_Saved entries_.
--
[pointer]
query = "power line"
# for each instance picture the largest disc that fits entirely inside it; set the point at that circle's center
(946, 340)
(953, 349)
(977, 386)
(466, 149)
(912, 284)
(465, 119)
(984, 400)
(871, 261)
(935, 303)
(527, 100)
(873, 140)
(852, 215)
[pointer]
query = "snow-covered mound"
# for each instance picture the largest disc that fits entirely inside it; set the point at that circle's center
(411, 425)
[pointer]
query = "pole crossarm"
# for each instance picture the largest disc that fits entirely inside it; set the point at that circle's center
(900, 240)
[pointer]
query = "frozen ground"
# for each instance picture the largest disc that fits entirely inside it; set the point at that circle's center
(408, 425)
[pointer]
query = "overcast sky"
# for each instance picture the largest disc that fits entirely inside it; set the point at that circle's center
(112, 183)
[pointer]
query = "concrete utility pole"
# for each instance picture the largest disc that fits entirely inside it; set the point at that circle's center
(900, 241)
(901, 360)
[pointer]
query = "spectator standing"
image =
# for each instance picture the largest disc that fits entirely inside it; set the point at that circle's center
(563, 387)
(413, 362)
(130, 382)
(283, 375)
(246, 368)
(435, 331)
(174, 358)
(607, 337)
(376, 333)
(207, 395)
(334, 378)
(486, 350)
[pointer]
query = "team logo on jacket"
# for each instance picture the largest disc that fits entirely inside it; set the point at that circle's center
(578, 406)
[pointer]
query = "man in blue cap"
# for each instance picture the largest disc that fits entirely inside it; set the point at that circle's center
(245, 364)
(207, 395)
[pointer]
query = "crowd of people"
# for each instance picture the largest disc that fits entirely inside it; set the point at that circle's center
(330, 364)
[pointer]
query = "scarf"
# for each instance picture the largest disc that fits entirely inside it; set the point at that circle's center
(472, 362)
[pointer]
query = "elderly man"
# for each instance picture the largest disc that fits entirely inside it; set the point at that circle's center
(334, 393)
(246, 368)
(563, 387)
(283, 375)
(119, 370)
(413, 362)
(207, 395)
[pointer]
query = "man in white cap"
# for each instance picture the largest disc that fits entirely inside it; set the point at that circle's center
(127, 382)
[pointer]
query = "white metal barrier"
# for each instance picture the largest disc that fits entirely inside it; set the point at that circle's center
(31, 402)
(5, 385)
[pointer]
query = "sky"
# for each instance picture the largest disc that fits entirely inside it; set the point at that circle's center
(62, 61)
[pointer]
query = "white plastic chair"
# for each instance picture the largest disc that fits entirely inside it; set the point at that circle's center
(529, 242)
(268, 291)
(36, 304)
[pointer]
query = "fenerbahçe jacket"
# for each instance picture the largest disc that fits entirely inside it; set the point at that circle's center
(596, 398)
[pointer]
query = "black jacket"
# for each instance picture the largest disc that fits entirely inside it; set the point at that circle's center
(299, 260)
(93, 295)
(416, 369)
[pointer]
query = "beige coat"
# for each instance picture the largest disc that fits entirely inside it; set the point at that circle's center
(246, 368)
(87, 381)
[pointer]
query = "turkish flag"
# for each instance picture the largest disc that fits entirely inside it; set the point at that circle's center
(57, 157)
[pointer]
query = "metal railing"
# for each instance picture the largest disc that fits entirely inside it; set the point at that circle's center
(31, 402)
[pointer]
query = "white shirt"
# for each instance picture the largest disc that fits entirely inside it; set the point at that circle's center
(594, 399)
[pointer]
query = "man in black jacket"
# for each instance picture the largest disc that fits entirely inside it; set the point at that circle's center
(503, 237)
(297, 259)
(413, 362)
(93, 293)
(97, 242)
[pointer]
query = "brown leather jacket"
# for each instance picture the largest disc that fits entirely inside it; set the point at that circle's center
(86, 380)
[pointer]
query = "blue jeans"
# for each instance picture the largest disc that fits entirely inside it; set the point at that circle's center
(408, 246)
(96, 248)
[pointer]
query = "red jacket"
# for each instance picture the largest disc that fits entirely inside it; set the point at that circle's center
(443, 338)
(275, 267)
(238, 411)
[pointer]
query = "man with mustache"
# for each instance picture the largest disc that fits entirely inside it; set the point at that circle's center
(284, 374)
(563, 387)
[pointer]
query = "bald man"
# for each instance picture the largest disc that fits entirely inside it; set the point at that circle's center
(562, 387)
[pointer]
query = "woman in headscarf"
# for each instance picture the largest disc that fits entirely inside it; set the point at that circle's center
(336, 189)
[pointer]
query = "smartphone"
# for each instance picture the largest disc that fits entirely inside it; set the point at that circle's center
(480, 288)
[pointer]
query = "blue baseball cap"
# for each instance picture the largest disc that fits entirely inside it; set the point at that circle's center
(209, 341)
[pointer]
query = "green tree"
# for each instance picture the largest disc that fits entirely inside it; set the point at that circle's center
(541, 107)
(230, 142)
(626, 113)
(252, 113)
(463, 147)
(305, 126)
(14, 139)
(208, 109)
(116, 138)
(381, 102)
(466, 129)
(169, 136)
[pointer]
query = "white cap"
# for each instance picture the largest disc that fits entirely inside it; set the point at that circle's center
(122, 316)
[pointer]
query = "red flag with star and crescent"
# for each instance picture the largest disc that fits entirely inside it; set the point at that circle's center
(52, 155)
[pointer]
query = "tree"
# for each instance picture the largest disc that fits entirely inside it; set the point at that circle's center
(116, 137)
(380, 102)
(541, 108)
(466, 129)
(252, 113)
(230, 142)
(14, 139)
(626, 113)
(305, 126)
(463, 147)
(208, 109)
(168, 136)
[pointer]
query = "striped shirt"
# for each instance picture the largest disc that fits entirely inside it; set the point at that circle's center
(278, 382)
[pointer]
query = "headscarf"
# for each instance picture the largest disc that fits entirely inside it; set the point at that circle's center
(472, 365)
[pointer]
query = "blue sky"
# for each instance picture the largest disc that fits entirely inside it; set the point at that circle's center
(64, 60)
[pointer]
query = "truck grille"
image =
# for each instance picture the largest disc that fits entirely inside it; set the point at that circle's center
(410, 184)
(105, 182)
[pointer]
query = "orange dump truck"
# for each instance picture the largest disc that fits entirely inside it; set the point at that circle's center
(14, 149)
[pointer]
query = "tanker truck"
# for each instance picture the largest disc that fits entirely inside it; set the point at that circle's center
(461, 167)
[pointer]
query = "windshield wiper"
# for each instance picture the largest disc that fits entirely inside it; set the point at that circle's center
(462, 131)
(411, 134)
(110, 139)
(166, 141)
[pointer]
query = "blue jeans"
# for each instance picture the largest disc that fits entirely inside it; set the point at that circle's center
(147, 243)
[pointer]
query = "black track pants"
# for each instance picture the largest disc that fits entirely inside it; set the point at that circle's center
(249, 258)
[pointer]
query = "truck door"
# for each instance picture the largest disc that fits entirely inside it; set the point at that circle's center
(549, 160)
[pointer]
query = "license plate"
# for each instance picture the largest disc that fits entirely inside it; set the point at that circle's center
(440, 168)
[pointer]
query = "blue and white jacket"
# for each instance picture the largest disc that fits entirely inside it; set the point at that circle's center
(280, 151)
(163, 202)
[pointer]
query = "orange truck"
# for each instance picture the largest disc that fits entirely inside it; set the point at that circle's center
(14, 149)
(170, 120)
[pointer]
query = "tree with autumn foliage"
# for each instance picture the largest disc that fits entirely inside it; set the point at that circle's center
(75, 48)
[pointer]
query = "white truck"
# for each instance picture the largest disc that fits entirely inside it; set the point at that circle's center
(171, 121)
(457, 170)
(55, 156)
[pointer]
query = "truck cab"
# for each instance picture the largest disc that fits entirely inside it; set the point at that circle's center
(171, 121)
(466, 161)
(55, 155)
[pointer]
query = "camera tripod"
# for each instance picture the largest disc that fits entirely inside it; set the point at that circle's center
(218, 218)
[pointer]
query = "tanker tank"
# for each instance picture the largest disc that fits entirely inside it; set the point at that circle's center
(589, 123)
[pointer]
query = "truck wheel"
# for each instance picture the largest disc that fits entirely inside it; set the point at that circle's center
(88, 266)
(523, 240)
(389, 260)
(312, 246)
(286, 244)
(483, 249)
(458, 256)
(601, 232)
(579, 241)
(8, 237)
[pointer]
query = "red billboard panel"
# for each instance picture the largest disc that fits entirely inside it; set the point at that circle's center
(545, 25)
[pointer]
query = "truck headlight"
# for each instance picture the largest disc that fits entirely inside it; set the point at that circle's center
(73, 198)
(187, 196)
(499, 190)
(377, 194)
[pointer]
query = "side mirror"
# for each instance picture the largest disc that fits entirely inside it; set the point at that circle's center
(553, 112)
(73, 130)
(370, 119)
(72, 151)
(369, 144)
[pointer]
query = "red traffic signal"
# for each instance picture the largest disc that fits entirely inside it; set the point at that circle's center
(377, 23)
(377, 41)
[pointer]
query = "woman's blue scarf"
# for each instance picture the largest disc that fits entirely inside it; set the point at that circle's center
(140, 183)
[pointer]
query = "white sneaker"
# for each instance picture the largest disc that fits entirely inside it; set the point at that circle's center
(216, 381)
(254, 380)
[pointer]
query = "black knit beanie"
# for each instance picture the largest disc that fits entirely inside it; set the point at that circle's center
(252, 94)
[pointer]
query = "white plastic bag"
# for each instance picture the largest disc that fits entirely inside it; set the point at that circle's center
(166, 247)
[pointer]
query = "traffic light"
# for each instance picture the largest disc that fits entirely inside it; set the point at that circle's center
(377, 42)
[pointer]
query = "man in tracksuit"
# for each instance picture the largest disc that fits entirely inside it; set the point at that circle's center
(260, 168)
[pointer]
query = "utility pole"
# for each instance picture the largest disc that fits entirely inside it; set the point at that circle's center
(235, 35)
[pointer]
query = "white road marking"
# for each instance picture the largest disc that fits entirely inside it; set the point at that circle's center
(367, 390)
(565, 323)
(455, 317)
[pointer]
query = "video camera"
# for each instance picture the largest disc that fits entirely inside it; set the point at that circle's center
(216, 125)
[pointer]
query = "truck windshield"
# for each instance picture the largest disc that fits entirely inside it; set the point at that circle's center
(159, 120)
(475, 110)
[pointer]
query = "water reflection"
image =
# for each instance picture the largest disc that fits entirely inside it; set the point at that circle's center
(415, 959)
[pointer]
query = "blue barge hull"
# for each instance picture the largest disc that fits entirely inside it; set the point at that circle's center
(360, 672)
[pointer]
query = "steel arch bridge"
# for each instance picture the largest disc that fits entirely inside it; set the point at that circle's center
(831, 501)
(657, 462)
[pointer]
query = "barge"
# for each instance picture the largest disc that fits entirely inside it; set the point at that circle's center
--
_Task statement_.
Report every line of the entries that carries the word "with".

_Answer box_.
query = "man with mustache"
query = "red flag with star and crescent"
query = "tree with autumn foliage"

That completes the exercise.